THE REQUEST. Put the records below, everything from the line containing "Shot-chart prep: mark the cupcake with yellow" down to the line containing "column 201, row 125", into a two-column CSV with the headers text and answer, one row per record. Quote each field and turn its line breaks into spaces.

PROVIDED RECORDS.
━━━━━━━━
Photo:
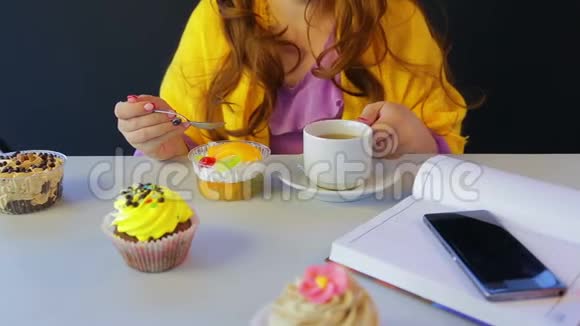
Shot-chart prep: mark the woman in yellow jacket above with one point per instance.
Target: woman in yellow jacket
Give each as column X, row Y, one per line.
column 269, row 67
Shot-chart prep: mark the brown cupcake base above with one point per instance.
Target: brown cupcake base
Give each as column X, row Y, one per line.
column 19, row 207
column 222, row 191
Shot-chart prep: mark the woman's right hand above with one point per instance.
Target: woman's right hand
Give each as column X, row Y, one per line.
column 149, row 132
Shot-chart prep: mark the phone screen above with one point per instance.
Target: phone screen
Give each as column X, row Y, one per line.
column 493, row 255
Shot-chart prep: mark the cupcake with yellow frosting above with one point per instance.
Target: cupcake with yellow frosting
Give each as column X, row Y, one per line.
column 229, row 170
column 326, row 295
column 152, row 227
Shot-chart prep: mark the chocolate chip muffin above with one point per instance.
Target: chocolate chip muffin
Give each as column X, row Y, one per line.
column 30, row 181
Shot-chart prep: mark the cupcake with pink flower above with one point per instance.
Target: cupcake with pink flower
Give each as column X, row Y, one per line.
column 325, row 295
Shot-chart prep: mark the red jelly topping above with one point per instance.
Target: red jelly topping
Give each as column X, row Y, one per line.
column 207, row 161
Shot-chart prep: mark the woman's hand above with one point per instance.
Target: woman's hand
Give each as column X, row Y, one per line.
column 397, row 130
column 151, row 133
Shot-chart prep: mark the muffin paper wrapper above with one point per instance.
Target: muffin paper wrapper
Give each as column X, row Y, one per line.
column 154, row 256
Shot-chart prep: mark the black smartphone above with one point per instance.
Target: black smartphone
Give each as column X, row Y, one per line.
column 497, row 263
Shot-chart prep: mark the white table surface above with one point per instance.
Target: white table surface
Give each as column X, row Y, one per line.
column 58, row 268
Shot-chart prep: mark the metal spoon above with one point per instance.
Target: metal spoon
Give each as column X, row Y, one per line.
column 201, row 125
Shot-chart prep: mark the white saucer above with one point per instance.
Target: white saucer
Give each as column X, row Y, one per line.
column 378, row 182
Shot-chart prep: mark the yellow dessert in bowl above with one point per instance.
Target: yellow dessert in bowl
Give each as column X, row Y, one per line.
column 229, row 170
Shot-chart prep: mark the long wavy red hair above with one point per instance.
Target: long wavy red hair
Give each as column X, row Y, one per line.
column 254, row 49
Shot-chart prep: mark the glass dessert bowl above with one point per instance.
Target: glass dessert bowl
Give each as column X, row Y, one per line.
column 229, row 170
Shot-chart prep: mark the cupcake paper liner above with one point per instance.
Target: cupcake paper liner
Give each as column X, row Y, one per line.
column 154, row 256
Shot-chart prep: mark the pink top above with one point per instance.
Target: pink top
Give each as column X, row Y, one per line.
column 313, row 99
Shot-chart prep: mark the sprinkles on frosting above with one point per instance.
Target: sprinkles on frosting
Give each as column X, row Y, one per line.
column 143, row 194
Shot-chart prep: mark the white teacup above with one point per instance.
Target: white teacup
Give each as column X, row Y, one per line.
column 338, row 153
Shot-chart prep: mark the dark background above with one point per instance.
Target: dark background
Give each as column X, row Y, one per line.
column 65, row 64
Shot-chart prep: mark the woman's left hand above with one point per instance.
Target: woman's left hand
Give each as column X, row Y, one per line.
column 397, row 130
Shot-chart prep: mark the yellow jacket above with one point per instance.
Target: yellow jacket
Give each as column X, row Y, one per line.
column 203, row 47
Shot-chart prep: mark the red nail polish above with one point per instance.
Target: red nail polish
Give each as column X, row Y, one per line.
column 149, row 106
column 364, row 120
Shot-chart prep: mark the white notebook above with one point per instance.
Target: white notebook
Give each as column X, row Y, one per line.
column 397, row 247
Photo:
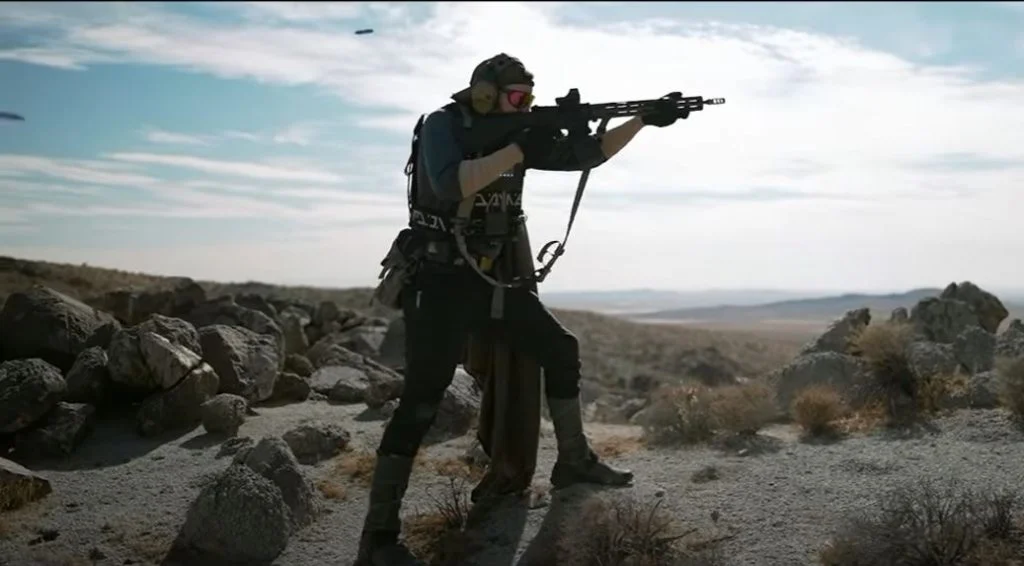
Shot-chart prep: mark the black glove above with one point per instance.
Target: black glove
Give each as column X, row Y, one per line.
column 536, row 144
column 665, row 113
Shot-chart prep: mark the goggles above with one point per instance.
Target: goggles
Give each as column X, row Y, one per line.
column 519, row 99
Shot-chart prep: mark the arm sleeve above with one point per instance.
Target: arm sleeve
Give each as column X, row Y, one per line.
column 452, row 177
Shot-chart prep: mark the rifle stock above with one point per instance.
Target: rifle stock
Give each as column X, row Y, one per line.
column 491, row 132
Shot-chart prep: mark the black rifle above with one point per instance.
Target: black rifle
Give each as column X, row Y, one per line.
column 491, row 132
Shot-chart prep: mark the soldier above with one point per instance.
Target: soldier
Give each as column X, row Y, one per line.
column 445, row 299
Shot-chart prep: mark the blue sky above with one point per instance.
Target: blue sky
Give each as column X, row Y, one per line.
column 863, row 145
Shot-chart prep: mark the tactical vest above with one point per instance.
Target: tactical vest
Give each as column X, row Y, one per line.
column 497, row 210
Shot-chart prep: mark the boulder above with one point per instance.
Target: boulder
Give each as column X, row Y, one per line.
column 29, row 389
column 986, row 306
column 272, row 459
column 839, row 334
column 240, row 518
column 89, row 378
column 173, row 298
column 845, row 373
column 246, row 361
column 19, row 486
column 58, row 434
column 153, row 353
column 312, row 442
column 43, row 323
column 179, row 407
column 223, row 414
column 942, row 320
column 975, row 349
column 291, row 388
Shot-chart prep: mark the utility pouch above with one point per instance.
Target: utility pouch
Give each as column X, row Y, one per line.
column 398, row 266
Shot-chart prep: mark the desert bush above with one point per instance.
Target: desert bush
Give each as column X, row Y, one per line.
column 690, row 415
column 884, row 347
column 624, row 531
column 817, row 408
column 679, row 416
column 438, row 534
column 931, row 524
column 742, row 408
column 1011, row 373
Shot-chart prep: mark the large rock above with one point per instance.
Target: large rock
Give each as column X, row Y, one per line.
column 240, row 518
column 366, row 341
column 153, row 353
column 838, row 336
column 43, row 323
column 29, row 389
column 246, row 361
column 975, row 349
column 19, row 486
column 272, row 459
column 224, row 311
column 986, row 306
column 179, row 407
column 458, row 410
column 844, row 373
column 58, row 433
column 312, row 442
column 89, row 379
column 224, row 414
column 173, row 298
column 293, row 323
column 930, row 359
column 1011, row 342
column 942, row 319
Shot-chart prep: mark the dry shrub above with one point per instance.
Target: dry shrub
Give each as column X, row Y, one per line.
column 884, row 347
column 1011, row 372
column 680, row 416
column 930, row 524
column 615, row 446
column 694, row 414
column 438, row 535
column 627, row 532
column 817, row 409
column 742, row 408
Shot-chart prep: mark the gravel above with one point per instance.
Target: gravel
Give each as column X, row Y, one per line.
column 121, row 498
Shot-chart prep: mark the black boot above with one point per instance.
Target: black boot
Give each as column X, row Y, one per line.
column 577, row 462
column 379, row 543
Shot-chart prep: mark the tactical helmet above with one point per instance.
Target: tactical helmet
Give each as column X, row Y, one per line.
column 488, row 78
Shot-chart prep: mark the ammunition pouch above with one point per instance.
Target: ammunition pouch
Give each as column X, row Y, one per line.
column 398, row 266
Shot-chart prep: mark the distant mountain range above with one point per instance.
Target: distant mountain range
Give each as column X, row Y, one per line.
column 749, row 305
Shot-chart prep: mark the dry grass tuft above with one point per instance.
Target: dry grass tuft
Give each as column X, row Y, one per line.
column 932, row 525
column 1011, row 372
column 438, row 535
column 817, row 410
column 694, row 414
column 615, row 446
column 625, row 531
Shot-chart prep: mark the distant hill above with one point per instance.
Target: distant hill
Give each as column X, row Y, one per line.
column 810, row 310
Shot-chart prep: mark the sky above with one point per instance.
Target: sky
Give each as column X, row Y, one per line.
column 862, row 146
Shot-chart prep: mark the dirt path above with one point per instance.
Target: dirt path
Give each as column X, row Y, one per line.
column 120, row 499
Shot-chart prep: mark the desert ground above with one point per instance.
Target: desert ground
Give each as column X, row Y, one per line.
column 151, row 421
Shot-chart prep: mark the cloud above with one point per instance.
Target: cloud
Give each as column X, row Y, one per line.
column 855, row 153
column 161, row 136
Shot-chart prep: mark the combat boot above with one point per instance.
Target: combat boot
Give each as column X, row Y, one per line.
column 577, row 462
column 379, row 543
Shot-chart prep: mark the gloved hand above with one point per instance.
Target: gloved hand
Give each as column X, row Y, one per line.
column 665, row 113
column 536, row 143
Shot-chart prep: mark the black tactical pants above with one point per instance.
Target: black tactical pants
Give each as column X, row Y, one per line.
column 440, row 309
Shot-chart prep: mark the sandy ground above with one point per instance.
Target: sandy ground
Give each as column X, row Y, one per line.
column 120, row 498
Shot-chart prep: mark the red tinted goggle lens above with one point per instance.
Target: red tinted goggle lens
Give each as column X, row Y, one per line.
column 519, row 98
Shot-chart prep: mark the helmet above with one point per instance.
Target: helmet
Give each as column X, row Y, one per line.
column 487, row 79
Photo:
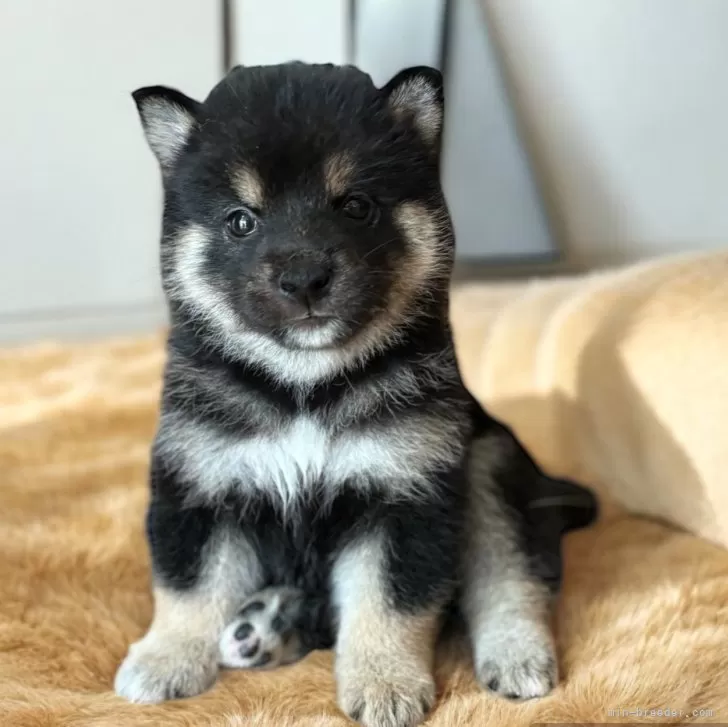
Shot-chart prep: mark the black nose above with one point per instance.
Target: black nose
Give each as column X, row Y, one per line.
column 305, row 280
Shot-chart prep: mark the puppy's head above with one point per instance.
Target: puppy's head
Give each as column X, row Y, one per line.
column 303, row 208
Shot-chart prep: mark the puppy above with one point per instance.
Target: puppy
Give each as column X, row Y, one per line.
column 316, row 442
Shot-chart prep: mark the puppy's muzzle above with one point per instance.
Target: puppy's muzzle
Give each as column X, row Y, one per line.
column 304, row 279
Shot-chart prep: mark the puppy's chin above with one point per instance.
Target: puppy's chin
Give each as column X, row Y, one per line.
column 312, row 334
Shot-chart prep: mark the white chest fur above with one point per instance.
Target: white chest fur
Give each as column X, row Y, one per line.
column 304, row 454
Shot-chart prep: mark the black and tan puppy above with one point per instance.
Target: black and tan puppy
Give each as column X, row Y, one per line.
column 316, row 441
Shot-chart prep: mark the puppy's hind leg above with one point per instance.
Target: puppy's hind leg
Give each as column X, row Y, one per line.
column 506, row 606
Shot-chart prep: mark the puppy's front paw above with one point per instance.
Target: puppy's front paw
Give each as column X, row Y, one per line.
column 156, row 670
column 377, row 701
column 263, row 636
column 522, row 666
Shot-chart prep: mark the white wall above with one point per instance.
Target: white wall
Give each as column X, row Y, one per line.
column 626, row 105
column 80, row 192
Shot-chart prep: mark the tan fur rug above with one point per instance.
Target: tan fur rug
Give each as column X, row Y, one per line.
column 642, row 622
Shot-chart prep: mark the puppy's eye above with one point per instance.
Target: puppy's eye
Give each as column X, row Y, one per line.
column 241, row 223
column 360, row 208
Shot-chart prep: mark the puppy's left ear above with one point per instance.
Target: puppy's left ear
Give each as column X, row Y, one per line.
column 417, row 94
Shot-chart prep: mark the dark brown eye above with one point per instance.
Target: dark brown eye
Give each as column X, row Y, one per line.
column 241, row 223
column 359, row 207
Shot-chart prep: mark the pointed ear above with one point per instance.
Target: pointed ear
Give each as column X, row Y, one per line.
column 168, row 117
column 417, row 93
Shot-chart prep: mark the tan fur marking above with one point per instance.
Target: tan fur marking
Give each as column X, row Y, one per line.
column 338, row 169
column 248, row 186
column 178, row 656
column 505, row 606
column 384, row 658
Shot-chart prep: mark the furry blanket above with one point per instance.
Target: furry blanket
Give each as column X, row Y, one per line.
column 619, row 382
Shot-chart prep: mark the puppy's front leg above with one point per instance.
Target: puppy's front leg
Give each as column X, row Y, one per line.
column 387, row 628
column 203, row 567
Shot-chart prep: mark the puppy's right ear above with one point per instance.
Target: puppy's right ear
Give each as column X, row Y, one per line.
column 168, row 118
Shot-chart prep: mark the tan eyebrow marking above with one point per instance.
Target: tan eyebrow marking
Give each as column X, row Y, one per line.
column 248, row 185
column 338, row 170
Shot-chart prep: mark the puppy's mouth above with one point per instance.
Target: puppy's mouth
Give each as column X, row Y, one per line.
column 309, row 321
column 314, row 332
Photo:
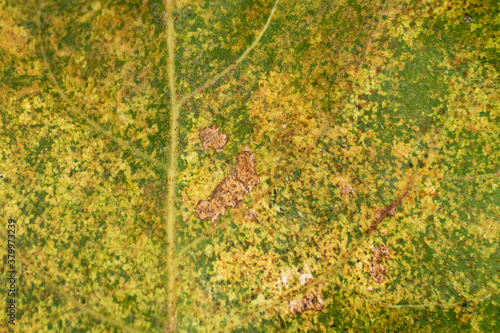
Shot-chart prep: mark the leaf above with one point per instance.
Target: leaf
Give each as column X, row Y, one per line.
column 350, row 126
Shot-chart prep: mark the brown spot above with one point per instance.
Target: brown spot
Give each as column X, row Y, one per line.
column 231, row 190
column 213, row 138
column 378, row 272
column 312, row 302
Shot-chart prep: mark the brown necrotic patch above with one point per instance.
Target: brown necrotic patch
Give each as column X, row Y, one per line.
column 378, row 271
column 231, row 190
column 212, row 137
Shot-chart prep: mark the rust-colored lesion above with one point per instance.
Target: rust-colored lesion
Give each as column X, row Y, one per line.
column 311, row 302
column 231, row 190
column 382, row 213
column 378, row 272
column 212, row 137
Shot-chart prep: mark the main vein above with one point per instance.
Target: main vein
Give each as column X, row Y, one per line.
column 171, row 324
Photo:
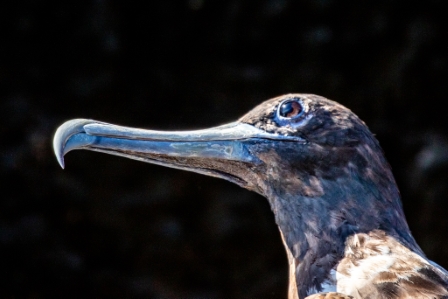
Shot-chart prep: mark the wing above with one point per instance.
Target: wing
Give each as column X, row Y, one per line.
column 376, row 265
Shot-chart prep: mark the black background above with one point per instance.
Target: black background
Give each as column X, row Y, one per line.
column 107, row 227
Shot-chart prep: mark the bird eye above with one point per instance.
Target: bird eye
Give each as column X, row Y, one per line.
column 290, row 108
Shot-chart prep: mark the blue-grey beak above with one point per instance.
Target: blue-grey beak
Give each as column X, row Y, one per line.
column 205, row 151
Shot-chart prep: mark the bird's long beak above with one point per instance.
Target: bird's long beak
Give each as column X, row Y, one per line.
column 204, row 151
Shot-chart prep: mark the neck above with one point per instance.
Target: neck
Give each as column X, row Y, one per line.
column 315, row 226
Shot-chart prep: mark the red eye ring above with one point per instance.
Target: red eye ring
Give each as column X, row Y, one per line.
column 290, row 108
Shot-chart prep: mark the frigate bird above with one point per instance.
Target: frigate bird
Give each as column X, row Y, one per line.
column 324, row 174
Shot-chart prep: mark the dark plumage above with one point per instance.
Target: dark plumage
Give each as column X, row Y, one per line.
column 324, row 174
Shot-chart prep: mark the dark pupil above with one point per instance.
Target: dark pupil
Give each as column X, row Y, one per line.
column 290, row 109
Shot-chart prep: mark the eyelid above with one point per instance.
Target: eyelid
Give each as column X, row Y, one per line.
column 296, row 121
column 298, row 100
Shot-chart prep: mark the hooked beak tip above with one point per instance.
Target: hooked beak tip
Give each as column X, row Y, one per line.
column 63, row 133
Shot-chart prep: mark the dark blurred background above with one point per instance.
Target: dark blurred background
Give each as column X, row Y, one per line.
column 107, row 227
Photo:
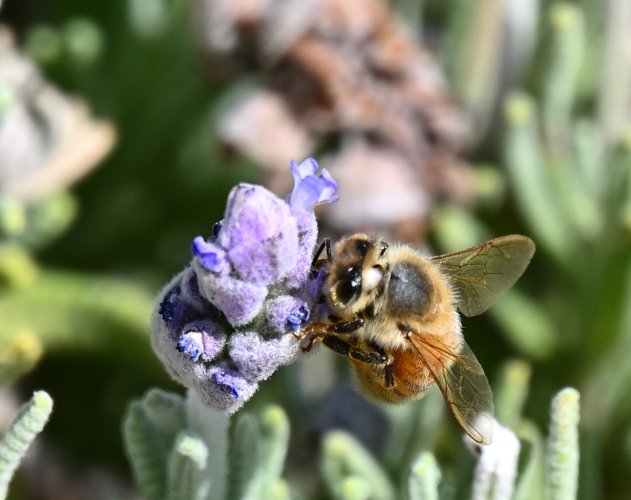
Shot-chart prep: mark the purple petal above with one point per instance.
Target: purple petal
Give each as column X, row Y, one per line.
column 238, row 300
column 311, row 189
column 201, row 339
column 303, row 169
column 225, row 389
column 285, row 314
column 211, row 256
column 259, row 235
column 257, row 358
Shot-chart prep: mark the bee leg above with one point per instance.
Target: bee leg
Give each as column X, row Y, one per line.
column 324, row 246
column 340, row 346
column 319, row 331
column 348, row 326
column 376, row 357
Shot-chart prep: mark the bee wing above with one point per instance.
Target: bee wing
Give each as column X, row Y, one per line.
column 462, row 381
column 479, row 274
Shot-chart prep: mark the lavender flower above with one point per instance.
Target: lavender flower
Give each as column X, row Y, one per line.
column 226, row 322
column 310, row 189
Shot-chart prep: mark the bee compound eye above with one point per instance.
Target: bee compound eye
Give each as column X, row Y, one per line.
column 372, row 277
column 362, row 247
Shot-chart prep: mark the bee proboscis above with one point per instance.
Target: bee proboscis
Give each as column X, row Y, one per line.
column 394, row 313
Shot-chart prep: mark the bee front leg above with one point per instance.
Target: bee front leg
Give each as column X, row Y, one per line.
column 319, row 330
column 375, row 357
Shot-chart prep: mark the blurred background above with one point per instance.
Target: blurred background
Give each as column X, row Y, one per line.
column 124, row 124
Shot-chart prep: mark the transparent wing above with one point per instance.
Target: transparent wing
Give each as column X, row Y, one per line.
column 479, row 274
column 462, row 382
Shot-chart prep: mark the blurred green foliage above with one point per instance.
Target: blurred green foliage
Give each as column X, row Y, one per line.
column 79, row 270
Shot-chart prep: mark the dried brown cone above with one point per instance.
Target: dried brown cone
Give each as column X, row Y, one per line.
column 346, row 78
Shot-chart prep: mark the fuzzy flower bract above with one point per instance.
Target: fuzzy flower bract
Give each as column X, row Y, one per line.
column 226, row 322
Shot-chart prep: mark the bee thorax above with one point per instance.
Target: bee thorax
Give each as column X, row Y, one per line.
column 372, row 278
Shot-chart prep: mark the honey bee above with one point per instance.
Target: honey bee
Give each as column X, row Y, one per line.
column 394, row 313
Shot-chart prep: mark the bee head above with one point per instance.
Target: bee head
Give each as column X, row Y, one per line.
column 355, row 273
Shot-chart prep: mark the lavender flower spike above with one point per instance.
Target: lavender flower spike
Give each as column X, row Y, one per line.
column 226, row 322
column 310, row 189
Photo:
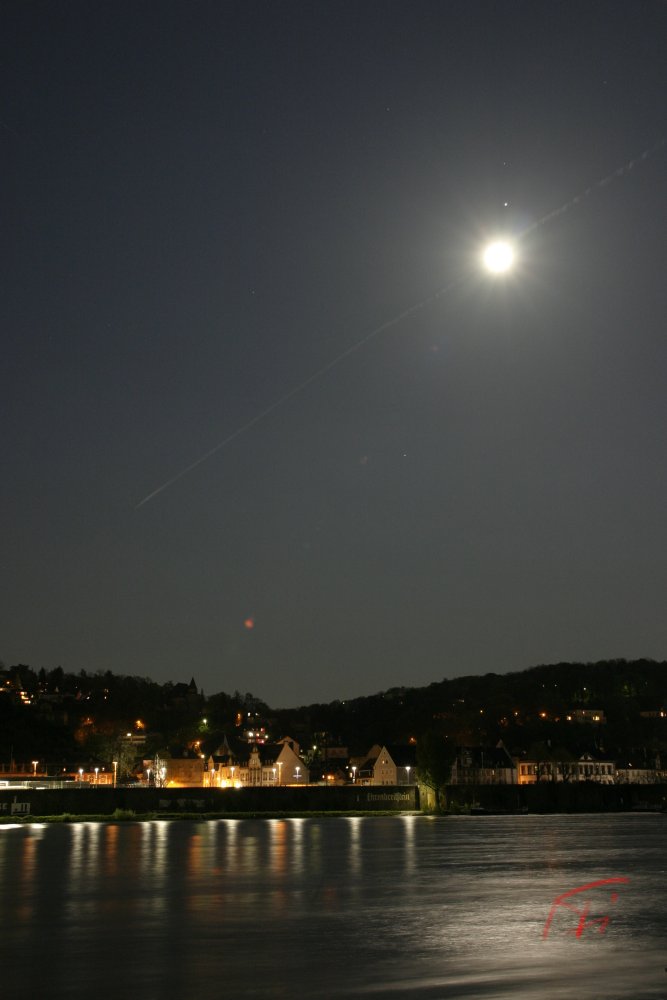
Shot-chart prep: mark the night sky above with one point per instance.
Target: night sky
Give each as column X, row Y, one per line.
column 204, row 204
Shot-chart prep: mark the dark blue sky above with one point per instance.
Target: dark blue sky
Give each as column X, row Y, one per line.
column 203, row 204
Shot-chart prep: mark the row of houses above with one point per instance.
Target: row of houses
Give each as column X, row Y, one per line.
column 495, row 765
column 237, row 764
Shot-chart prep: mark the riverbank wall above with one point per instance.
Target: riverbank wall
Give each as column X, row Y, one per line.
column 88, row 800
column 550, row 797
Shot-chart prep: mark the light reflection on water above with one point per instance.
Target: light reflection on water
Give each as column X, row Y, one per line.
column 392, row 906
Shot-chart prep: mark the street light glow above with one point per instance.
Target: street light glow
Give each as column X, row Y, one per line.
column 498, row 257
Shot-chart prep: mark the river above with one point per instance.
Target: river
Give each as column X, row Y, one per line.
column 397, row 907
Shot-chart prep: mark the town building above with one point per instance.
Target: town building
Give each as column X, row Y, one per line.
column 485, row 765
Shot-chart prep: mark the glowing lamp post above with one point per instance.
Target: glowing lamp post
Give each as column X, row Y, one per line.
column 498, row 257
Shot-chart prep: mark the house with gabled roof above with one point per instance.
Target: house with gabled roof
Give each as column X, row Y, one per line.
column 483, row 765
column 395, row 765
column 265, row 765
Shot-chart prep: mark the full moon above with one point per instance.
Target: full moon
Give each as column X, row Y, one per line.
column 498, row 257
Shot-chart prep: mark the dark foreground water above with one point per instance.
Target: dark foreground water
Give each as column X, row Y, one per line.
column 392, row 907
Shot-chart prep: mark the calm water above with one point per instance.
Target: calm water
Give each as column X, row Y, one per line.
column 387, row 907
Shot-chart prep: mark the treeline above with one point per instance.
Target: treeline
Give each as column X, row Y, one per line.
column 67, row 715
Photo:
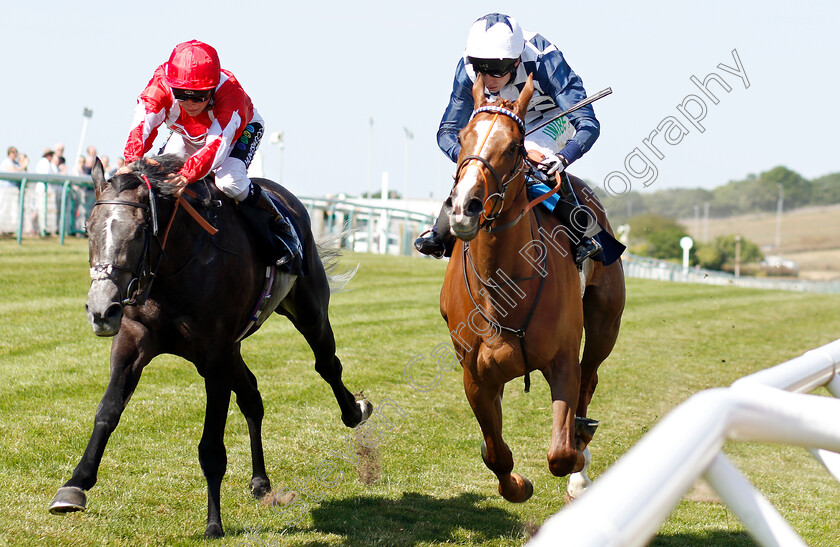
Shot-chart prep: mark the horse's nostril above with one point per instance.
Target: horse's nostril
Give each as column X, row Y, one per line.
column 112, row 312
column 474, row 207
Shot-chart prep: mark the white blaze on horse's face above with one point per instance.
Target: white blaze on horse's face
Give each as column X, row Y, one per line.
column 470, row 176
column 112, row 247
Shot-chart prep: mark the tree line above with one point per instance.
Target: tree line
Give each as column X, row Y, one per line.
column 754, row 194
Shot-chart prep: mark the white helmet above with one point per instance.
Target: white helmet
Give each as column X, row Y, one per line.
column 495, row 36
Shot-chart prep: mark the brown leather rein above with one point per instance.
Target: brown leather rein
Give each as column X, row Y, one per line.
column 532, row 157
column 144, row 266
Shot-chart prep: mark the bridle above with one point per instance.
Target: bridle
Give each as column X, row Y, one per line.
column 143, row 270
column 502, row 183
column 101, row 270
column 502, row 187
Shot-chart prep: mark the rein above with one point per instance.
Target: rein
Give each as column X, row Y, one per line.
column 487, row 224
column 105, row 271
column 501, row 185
━━━━━━━━
RESPONSE.
text,answer
"Shot-chart prep: mark the cupcake with yellow frosting above with one point per instance. Target: cupcake with yellow frosting Give each as column X, row Y, one per line.","column 229, row 170 column 326, row 295 column 152, row 227"
"Shot-chart prep: mark the chocolate chip muffin above with one point per instance. Target: chocolate chip muffin Give each as column X, row Y, one per line.","column 30, row 181"
"Shot-chart prep: mark the cupcake with pink flower above with one point per instance. Target: cupcake with pink flower Give each as column X, row Y, one per line.","column 325, row 295"
"Shot-chart prep: mark the red jelly topping above with one point per instance. Target: red jelly topping Give each as column X, row Y, one per line.","column 207, row 161"
"Shot-chart prep: mark the woman's hand above with one point per instance. Target: woman's hand Give each as column X, row Y, one per line.","column 397, row 130 column 151, row 133"
"Shot-chart prep: mark the muffin paper wrapper above with one point per instance. Target: muffin paper wrapper Give each as column X, row Y, one per line.","column 154, row 256"
"Shot-chart prep: mark the black smartphone above with one point per instance. Target: black smartphone Give each as column X, row Y, one per line.","column 497, row 263"
"Shot-chart prep: mark the white table surface above with one point per instance. Target: white table surface Give each as column X, row Y, one per line.","column 58, row 268"
"Shot-chart prep: mark the metal spoon above with one point per instance. Target: metal spoon Give each as column X, row Y, one per line.","column 201, row 125"